** DATA FOR THIS EXERCISE **
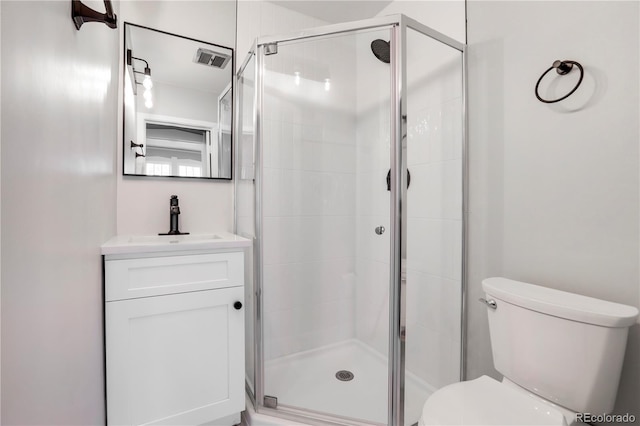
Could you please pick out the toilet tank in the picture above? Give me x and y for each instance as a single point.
(564, 347)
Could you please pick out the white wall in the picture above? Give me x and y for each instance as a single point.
(58, 206)
(143, 203)
(554, 189)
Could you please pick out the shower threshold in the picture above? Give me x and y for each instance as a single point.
(307, 380)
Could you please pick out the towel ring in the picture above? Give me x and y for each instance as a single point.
(562, 68)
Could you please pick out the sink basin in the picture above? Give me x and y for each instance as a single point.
(173, 239)
(132, 244)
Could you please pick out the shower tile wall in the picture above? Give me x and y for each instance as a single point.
(309, 197)
(372, 202)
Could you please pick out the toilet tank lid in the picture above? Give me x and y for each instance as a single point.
(561, 303)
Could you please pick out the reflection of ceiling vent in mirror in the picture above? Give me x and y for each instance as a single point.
(211, 58)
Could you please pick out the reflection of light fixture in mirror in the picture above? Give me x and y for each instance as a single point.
(147, 83)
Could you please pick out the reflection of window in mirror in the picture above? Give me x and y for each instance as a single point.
(180, 123)
(177, 151)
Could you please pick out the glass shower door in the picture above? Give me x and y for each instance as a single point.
(325, 144)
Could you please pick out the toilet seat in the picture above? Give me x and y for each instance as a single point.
(485, 401)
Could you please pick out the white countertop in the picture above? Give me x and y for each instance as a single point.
(127, 244)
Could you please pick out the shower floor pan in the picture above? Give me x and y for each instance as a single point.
(307, 380)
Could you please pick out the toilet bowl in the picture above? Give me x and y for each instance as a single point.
(560, 354)
(485, 401)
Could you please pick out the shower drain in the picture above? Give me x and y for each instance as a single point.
(344, 375)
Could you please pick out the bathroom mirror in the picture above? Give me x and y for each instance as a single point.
(177, 105)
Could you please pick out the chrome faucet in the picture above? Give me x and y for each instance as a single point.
(174, 211)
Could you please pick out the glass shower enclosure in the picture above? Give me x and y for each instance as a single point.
(350, 178)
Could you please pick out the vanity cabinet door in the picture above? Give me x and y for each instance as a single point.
(175, 359)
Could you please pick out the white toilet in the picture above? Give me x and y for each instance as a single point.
(560, 354)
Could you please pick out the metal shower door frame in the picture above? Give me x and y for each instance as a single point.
(398, 24)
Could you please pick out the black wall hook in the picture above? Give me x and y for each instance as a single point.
(81, 13)
(562, 68)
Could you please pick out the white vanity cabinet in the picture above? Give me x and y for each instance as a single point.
(174, 327)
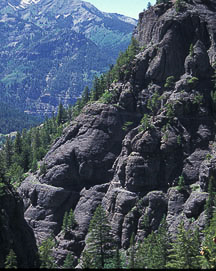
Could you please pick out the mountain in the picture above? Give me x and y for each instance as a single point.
(50, 50)
(146, 149)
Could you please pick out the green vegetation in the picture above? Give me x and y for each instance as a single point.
(45, 253)
(170, 81)
(11, 260)
(185, 250)
(192, 82)
(179, 5)
(127, 125)
(153, 103)
(99, 251)
(101, 85)
(69, 221)
(12, 119)
(145, 123)
(181, 183)
(69, 262)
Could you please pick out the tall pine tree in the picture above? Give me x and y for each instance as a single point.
(99, 245)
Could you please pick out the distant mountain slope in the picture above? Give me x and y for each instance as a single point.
(14, 120)
(50, 50)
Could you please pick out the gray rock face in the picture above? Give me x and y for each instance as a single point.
(134, 172)
(15, 233)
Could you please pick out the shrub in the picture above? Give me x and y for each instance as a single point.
(169, 82)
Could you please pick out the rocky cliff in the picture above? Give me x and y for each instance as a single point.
(130, 154)
(15, 233)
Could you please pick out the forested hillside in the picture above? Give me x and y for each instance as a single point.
(126, 178)
(51, 50)
(12, 119)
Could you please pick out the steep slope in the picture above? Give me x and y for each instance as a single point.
(15, 234)
(130, 154)
(50, 50)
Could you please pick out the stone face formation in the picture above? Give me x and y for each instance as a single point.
(134, 171)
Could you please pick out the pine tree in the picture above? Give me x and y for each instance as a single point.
(210, 202)
(152, 253)
(184, 252)
(45, 253)
(8, 152)
(18, 144)
(11, 260)
(69, 261)
(85, 96)
(99, 244)
(61, 115)
(208, 249)
(132, 252)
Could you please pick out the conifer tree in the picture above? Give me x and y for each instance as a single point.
(69, 261)
(18, 144)
(45, 253)
(132, 252)
(99, 249)
(184, 252)
(85, 96)
(208, 249)
(8, 151)
(11, 260)
(61, 115)
(210, 202)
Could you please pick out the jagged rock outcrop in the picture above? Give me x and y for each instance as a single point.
(134, 172)
(15, 233)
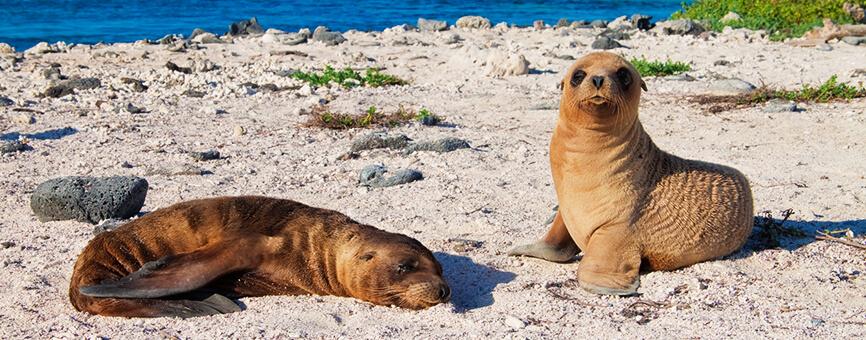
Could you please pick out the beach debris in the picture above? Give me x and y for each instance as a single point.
(379, 140)
(680, 27)
(374, 176)
(67, 87)
(205, 155)
(88, 199)
(730, 87)
(427, 25)
(731, 17)
(501, 64)
(324, 35)
(473, 21)
(780, 105)
(443, 145)
(642, 22)
(137, 85)
(13, 146)
(246, 27)
(605, 43)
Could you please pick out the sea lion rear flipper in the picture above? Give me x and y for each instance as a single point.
(556, 246)
(181, 273)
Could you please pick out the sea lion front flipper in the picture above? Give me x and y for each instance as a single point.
(180, 273)
(556, 246)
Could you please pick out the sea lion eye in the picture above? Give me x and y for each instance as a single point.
(405, 267)
(366, 256)
(577, 77)
(624, 77)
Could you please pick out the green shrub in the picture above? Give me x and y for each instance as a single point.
(781, 18)
(348, 77)
(659, 68)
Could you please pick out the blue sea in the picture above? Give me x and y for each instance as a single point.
(23, 23)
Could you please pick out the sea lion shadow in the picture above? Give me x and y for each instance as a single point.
(471, 283)
(43, 135)
(792, 235)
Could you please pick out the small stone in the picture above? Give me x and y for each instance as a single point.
(23, 119)
(730, 87)
(239, 131)
(379, 140)
(443, 145)
(500, 65)
(324, 35)
(780, 105)
(374, 176)
(856, 41)
(605, 43)
(426, 25)
(205, 155)
(514, 322)
(13, 146)
(88, 199)
(473, 22)
(730, 17)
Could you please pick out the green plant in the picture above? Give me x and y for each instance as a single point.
(781, 18)
(659, 68)
(348, 77)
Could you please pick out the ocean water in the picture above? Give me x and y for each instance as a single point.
(23, 23)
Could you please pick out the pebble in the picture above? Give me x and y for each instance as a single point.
(374, 176)
(427, 25)
(472, 21)
(730, 87)
(205, 155)
(605, 43)
(88, 199)
(514, 322)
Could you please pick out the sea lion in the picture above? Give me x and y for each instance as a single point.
(185, 259)
(624, 202)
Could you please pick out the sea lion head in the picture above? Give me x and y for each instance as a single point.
(601, 89)
(392, 269)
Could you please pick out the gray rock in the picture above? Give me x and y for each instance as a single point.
(246, 27)
(379, 140)
(374, 176)
(446, 144)
(431, 25)
(730, 87)
(854, 40)
(598, 24)
(780, 105)
(472, 21)
(205, 155)
(605, 43)
(88, 199)
(68, 87)
(13, 146)
(681, 27)
(324, 35)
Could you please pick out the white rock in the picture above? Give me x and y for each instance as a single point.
(514, 322)
(500, 65)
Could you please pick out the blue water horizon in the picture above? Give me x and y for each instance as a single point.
(28, 22)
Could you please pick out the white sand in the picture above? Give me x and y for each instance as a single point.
(498, 193)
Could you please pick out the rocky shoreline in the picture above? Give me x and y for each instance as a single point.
(210, 114)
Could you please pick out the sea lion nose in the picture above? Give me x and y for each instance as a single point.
(444, 293)
(597, 81)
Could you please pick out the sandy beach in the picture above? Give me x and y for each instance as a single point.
(472, 205)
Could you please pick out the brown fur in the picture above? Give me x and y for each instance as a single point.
(248, 246)
(623, 201)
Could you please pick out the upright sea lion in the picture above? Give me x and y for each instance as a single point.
(624, 202)
(167, 262)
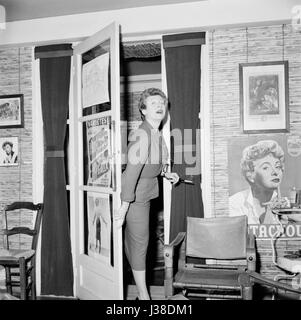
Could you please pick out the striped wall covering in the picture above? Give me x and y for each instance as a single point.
(228, 48)
(16, 181)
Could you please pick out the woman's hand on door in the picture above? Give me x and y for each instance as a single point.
(120, 214)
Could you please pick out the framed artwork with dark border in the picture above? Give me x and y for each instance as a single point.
(9, 152)
(12, 111)
(264, 97)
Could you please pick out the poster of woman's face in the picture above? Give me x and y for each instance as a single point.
(261, 168)
(9, 151)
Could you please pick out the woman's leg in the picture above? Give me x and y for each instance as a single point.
(136, 243)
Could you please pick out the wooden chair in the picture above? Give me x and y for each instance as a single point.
(21, 260)
(224, 239)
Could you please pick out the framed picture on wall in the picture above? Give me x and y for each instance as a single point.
(264, 97)
(9, 153)
(11, 111)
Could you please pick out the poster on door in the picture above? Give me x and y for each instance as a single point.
(99, 226)
(99, 152)
(96, 81)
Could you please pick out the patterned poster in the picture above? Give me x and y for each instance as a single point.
(96, 81)
(99, 152)
(99, 239)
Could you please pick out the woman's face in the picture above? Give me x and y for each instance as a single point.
(155, 108)
(268, 172)
(7, 149)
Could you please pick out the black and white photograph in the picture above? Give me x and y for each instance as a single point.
(262, 169)
(9, 155)
(150, 151)
(264, 96)
(11, 111)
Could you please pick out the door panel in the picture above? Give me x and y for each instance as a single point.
(95, 183)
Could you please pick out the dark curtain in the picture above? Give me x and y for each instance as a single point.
(56, 258)
(182, 58)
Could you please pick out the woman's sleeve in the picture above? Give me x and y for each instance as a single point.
(138, 151)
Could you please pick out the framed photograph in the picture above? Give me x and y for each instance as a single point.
(264, 97)
(9, 153)
(11, 111)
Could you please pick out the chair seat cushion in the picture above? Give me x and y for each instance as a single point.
(204, 278)
(14, 255)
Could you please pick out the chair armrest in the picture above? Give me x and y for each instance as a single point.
(257, 278)
(251, 252)
(169, 249)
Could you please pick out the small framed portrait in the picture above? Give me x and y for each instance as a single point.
(12, 111)
(264, 97)
(9, 153)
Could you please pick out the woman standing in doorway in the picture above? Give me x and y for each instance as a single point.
(147, 155)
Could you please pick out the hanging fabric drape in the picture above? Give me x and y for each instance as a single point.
(182, 59)
(56, 258)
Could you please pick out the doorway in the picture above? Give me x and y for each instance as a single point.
(140, 68)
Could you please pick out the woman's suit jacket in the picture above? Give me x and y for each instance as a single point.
(147, 153)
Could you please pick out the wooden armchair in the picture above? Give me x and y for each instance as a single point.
(20, 263)
(222, 239)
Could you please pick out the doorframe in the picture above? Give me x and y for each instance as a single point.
(38, 159)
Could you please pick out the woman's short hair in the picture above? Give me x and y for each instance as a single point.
(257, 151)
(148, 93)
(5, 143)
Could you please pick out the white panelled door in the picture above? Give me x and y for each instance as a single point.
(95, 166)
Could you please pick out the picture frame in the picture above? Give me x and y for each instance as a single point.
(12, 111)
(264, 97)
(9, 152)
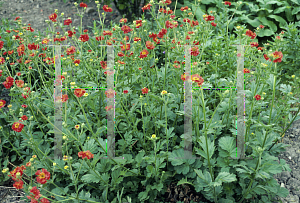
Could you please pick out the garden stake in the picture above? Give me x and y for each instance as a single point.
(240, 143)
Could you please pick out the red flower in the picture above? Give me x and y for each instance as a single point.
(110, 93)
(147, 7)
(84, 38)
(250, 34)
(83, 5)
(85, 154)
(266, 57)
(67, 22)
(18, 185)
(53, 17)
(198, 79)
(71, 50)
(77, 61)
(18, 127)
(2, 103)
(209, 18)
(2, 60)
(108, 108)
(107, 9)
(149, 45)
(144, 53)
(127, 47)
(246, 70)
(214, 24)
(123, 20)
(44, 200)
(43, 176)
(145, 90)
(194, 51)
(126, 29)
(278, 56)
(257, 97)
(227, 3)
(79, 92)
(19, 83)
(64, 98)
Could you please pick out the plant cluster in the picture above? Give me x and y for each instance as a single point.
(149, 110)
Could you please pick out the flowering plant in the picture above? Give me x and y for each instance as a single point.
(85, 174)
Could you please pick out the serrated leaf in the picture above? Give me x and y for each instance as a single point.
(184, 181)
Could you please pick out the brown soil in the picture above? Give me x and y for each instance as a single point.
(36, 12)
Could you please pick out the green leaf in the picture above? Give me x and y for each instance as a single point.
(282, 22)
(229, 144)
(279, 10)
(296, 10)
(184, 181)
(274, 2)
(143, 196)
(225, 177)
(268, 23)
(121, 6)
(210, 147)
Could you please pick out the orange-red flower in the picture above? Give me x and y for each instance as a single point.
(110, 93)
(2, 103)
(85, 154)
(79, 92)
(144, 53)
(126, 29)
(43, 176)
(278, 56)
(246, 70)
(145, 90)
(149, 45)
(194, 51)
(18, 185)
(53, 17)
(106, 8)
(18, 127)
(257, 97)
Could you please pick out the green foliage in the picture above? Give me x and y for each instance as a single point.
(128, 8)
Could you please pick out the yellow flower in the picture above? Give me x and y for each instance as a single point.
(164, 92)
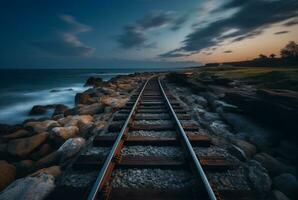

** WORK ITEM **
Once the line containing "Could you please pick out the green leaf" is located, write out exactly that line and each one after it to the end of the records above, excluding pictures and nothing else.

** SOLUTION FOR THIS PROBLEM **
Could you please pick out the green leaf in the picture above? Give me x and y for each instance as a single point.
(282, 22)
(229, 144)
(279, 10)
(296, 10)
(184, 181)
(274, 2)
(143, 196)
(225, 177)
(268, 23)
(121, 6)
(210, 147)
Could you please pick out the orange-red flower in the picture above? Give me x and y for each instance as a single point.
(110, 93)
(2, 103)
(85, 154)
(79, 92)
(144, 53)
(126, 29)
(43, 176)
(278, 56)
(246, 70)
(145, 90)
(149, 45)
(194, 51)
(18, 185)
(53, 17)
(106, 8)
(18, 127)
(257, 97)
Could you please pick out the green foliage in the picture above? Give me x and y for each instance as a single point.
(128, 8)
Could you please pick out the yellow flower in the picture above? Give me x and y for each instance as a single point.
(164, 92)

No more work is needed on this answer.